## [TEXT EXCERPT]
>>>>>
A seventh child has died at a New Jersey longterm rehab facility where 6 children were killed by an adenovirus outbreak this week.
The New Jersey Department of Health on Wednesday confirmed a seventh child died late Tuesday night. The child's death brings to 18 confirmed cases of children recently infected at the Wanaque Center for Nursing and Rehabilitation in Haskell, Passaic County.
Adenovirus are common viruses that cause mild cold-like symptoms such as sore throat, cough, fever and pink eye. The virus is harmless to most healthy people, but it can be deadly to people with weak immune systems.
The children were all longterm care patients who had been at the facility for most of their lives. Some of the children were comatose and others were unable to speak or walk due to unrelated illnesses.
All of the children had weakened immune systems and were susceptible to infections.
Adenovirus are typically spread through close contact such as handshaking; touching contaminated surfaces such as doorknobs then touching your eyes or nose; or poor hand washing technique.
<<<<<
## [RAW DATA]
>>>>>
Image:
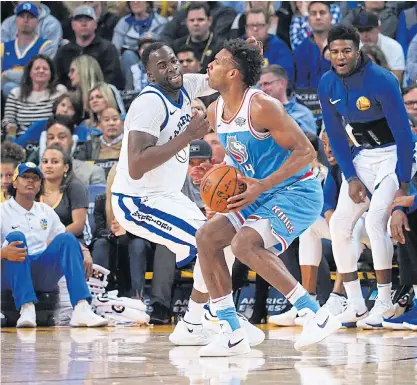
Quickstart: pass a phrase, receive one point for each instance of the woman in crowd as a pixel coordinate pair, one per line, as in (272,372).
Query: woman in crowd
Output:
(85,73)
(63,191)
(11,155)
(53,253)
(109,144)
(100,97)
(34,99)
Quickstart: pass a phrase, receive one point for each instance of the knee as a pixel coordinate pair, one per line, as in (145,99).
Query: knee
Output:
(244,247)
(376,223)
(16,236)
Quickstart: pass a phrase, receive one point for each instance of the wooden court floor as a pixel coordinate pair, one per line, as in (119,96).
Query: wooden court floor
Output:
(145,356)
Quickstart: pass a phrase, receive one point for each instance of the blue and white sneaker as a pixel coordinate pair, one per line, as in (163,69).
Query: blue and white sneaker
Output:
(382,311)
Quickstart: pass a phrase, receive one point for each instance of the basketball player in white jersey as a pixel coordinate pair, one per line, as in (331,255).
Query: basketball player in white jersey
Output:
(147,199)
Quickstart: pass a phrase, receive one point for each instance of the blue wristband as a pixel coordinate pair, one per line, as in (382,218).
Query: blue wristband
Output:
(352,178)
(402,208)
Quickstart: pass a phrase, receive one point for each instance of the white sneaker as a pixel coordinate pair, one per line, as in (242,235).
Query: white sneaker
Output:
(336,304)
(255,335)
(303,316)
(187,334)
(352,314)
(317,327)
(227,343)
(27,317)
(83,316)
(380,311)
(284,319)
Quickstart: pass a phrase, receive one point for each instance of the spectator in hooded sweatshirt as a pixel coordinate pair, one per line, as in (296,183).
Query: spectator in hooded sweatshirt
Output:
(84,24)
(141,23)
(309,56)
(48,28)
(275,50)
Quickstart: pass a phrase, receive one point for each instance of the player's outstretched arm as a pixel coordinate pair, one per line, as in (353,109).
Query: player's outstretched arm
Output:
(144,155)
(268,113)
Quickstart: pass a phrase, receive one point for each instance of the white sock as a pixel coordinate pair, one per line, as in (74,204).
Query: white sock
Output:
(194,312)
(222,303)
(354,293)
(81,302)
(295,294)
(384,292)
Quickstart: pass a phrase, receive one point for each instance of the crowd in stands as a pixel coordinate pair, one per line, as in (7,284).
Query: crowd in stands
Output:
(71,69)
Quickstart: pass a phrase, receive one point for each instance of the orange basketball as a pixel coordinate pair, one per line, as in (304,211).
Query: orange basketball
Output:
(218,185)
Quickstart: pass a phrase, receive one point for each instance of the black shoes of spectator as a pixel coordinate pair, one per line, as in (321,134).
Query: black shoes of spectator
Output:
(160,315)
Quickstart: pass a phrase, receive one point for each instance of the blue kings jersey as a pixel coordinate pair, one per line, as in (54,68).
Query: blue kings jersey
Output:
(14,59)
(255,154)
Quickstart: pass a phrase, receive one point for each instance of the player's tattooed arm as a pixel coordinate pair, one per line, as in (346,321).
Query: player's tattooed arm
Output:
(144,155)
(268,114)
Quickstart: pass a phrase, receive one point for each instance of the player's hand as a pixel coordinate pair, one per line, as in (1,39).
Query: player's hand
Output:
(257,43)
(209,212)
(254,188)
(399,221)
(357,191)
(404,201)
(198,127)
(197,173)
(88,264)
(12,252)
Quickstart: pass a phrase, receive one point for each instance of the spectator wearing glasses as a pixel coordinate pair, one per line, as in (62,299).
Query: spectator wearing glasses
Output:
(275,50)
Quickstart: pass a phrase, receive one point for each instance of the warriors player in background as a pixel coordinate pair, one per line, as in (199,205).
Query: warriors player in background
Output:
(281,201)
(147,199)
(367,97)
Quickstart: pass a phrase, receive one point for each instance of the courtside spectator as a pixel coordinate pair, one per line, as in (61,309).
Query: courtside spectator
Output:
(34,99)
(16,53)
(11,155)
(48,28)
(86,42)
(36,252)
(310,59)
(275,50)
(141,23)
(200,38)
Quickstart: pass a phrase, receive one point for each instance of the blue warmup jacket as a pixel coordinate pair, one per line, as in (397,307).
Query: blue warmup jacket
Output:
(370,100)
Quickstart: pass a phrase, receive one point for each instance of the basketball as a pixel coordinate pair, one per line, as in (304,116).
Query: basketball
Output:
(218,185)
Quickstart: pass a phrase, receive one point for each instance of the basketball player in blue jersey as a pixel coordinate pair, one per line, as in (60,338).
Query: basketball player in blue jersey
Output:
(281,201)
(147,199)
(367,97)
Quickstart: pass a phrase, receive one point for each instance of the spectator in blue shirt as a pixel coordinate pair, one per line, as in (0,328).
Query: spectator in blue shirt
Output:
(273,82)
(310,61)
(275,50)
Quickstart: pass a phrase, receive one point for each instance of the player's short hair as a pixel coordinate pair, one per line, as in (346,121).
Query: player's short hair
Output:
(149,50)
(248,59)
(344,32)
(196,5)
(321,2)
(185,49)
(276,70)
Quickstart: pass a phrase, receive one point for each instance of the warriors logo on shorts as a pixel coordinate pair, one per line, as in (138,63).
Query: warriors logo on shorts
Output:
(363,103)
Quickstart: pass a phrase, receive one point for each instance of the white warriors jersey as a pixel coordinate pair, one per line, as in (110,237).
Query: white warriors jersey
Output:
(155,113)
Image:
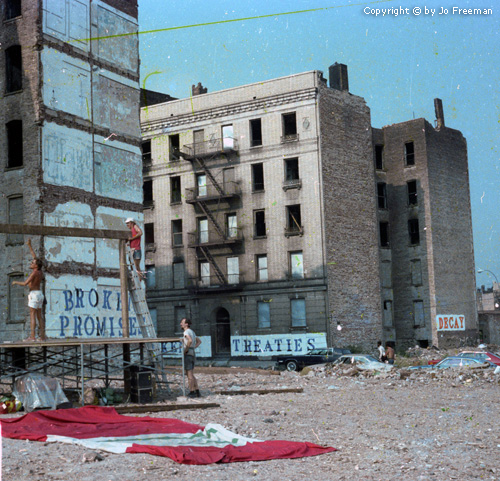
<<<<<
## [REQUIRED TASKS]
a) Retype the stretch of the adenovirus outbreak article from "Adenovirus are common" through "hand washing technique.".
b) According to the adenovirus outbreak article, where is the Wanaque Center for Nursing and Rehabilitation located?
c) Proceed with the adenovirus outbreak article from the point at which it stops.
The rows are drawn from a separate source unrelated to the adenovirus outbreak article.

## [REPLIES]
a)
Adenovirus are common viruses that cause mild cold-like symptoms such as sore throat, cough, fever and pink eye. The virus is harmless to most healthy people, but it can be deadly to people with weak immune systems.
The children were all longterm care patients who had been at the facility for most of their lives. Some of the children were comatose and others were unable to speak or walk due to unrelated illnesses.
All of the children had weakened immune systems and were susceptible to infections.
Adenovirus are typically spread through close contact such as handshaking; touching contaminated surfaces such as doorknobs then touching your eyes or nose; or poor hand washing technique.

b) In Haskell, Passaic County.

c)
Germs are typically spread throughout healthcare facilities because healthcare workers don't wash their hands between patients.
Health investigators visited the facility over the weekend as part of their investigation into the deaths.
The Wanaque Center was previously cited for minor hand washing deficiencies, according to the state Department of Health.
The facility has been ordered to stop admitting patients while health officials "provide guidance on infection and cleaning procedures."
New Jersey Gov. Phil Murphy issued a statement, saying he is "heartbroken by the news that several children have lost their lives."
He added: "I am confident that the steps being taken by state and local officials will minimize the impact to all those who remain at the facility, including patients and employees."